### INFORMATION PROVIDED
:::::

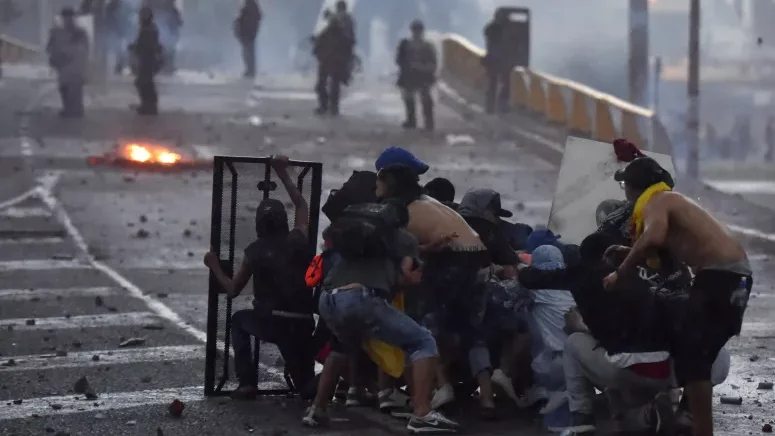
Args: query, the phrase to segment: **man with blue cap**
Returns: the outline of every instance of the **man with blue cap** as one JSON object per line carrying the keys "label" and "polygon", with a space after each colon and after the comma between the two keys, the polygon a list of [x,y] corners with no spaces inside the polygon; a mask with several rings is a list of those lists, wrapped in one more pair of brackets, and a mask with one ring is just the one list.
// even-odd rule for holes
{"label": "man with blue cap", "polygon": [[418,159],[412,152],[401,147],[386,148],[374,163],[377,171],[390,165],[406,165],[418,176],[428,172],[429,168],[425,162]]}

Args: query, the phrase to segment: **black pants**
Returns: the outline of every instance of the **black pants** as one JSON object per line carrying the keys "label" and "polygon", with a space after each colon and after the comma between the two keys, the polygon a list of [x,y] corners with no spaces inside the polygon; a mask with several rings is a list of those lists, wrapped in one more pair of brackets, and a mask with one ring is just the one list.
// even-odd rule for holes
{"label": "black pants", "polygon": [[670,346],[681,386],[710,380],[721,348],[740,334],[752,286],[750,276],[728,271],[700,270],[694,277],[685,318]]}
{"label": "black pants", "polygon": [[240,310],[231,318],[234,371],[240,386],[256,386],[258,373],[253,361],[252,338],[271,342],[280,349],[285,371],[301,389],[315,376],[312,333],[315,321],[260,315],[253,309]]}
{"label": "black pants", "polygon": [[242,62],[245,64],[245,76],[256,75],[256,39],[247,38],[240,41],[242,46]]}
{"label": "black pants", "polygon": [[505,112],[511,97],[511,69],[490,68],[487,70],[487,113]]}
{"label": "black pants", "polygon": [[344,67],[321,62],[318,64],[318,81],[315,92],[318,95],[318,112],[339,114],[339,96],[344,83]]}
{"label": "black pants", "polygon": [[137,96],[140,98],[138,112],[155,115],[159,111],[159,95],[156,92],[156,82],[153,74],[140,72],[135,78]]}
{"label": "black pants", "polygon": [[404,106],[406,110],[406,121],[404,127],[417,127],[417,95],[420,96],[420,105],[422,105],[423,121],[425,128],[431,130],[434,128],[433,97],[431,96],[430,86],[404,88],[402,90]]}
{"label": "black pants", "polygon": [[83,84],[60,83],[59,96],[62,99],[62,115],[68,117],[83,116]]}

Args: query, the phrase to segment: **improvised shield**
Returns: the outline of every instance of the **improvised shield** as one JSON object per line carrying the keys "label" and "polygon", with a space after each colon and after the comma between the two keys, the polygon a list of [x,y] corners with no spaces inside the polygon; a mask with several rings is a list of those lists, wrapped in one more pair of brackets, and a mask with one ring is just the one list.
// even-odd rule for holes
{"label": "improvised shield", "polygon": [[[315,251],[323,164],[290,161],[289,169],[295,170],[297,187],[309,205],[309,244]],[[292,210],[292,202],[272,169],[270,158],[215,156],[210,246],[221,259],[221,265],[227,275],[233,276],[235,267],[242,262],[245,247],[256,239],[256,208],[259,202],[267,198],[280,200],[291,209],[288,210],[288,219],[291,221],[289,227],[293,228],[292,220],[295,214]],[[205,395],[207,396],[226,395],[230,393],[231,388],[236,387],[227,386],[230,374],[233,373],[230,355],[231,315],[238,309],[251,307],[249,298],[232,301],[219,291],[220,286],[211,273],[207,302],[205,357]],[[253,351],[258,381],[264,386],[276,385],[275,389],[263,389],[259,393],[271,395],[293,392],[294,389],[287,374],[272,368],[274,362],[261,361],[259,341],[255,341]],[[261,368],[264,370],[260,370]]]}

:::::

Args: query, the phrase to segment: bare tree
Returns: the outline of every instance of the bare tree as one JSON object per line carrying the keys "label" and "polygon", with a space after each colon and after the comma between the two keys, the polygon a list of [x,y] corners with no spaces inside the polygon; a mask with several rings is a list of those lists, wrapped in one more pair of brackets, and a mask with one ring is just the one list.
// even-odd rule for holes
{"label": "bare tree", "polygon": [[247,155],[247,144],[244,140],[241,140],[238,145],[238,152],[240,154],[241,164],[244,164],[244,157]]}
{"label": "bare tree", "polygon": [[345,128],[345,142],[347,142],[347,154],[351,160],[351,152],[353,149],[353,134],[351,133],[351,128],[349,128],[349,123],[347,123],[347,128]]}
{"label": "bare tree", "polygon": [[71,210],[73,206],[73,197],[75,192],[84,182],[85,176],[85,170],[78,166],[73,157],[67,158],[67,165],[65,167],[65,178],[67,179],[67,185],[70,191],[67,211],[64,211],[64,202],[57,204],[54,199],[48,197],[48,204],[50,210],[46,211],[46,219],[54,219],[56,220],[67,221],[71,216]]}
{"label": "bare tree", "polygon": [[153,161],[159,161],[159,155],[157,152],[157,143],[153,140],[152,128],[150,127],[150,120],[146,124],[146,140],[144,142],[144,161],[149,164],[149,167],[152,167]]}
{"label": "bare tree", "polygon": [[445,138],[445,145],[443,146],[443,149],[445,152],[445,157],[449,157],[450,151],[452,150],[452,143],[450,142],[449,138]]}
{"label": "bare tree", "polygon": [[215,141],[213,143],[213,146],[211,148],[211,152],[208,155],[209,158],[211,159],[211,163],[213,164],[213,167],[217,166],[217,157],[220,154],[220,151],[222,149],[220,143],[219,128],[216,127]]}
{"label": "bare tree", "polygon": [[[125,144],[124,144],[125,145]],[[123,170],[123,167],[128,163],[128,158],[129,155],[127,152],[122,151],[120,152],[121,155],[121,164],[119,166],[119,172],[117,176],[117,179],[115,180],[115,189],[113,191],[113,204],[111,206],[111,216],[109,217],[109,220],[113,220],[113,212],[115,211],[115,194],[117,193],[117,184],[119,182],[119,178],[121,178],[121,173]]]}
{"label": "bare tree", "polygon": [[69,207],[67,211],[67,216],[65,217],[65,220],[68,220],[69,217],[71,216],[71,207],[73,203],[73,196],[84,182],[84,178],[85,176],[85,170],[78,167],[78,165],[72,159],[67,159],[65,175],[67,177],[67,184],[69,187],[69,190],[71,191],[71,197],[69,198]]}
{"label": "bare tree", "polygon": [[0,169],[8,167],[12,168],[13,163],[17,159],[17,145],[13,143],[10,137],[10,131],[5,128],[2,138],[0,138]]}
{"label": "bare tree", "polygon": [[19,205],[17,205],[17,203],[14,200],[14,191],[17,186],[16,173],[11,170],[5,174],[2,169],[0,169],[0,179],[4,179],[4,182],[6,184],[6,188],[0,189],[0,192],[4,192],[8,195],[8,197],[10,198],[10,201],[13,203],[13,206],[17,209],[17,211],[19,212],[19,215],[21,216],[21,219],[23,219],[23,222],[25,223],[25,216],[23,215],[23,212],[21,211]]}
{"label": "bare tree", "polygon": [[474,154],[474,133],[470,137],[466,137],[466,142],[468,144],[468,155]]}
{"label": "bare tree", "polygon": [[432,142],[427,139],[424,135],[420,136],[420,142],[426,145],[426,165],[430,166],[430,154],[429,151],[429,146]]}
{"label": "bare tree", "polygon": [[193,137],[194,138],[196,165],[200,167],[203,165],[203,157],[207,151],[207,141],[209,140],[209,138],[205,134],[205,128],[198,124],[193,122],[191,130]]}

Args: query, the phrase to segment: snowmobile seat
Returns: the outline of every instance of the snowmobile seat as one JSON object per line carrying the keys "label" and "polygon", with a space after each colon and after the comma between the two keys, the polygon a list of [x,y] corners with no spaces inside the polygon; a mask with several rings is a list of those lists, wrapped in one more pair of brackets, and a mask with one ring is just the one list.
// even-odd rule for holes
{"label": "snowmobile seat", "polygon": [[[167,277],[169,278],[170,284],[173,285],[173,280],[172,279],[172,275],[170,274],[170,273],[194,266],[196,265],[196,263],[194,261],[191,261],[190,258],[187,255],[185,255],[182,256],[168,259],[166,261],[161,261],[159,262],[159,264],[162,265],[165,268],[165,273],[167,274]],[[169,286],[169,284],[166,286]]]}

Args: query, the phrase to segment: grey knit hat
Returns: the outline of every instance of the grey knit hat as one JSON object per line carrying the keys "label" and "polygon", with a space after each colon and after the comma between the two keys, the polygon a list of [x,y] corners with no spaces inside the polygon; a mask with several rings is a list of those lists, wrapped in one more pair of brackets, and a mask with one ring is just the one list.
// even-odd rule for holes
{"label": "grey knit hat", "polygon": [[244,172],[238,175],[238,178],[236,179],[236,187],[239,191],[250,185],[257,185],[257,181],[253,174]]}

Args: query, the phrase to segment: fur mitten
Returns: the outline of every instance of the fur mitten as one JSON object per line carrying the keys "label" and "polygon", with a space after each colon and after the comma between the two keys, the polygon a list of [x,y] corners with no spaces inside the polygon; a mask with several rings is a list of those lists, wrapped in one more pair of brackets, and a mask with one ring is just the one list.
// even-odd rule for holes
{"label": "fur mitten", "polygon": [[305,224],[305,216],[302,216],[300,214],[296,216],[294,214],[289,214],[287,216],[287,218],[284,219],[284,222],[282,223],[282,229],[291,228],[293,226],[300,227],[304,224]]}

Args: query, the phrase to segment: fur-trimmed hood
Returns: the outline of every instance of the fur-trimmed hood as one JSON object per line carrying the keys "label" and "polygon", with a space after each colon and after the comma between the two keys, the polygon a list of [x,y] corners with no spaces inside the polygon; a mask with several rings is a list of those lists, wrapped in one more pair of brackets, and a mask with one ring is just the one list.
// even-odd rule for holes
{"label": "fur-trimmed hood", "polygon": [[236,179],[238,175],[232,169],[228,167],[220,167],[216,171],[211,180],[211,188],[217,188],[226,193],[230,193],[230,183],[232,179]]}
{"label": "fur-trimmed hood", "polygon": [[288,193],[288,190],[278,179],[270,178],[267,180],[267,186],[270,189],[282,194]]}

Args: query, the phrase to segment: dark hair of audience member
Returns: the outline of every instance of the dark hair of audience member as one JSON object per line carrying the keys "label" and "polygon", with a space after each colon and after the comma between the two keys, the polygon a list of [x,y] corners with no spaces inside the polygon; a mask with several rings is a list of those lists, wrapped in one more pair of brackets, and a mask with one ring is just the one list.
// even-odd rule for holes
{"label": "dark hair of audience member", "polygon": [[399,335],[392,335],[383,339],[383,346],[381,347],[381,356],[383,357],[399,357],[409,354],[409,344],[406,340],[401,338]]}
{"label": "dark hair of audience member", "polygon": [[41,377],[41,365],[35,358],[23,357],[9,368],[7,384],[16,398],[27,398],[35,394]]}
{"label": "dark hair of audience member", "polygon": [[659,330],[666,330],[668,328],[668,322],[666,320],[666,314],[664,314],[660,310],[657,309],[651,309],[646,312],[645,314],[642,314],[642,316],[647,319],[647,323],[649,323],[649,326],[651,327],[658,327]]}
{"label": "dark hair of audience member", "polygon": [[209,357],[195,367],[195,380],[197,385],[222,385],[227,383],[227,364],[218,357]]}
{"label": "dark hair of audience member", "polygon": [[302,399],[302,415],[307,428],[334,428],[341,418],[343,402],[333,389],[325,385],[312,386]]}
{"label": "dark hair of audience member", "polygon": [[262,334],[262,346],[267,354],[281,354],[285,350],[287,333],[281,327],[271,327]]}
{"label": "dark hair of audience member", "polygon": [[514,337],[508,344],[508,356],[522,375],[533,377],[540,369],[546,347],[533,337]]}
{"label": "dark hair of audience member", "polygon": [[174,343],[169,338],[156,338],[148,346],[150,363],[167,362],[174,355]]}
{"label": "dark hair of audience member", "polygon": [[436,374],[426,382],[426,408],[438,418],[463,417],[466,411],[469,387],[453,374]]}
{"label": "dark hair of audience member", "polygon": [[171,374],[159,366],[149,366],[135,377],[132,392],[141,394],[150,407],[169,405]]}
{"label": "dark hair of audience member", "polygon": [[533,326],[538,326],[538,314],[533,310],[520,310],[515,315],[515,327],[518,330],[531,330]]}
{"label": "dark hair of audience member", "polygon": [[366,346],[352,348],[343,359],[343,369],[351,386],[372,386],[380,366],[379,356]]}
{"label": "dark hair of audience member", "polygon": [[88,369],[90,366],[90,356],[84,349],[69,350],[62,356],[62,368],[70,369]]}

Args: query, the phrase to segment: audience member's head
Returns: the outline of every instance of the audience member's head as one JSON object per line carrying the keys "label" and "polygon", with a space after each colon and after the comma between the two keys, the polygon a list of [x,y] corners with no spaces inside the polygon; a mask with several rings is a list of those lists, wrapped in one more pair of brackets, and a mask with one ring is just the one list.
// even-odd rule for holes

:::::

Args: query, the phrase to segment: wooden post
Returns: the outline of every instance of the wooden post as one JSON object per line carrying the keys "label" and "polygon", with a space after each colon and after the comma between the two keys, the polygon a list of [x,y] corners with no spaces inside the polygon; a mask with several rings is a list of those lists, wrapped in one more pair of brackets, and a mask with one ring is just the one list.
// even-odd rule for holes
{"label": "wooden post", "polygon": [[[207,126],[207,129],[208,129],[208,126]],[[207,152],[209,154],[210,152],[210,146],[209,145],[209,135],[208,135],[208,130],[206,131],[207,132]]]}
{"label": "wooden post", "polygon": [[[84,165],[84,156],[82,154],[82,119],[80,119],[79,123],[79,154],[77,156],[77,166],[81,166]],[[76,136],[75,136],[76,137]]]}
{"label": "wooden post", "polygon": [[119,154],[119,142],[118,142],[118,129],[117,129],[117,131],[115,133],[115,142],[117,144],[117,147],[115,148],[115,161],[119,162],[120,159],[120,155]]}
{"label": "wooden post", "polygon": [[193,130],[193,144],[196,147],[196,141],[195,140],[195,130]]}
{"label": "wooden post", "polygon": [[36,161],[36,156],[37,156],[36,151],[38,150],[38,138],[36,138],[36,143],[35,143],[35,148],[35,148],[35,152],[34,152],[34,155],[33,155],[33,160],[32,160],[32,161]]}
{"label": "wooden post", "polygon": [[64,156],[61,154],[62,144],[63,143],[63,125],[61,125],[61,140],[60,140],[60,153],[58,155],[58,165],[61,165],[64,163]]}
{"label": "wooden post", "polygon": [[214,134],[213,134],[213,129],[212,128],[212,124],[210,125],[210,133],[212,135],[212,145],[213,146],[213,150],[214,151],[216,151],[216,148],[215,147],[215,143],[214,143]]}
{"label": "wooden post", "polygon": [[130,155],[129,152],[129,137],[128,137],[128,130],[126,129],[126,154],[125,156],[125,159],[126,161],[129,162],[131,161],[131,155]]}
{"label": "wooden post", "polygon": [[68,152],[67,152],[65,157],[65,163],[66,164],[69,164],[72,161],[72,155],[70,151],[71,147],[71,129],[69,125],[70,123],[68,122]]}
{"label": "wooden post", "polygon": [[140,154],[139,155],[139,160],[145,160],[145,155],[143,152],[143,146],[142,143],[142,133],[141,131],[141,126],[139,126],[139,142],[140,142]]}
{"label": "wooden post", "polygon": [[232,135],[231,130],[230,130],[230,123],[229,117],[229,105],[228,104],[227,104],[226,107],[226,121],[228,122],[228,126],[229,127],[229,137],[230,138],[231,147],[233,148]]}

:::::

### WHAT TO DO
Count the lines in the items above that contain the string "trimmed". Reply with the number alone.

### RESPONSE TO THE EXERCISE
4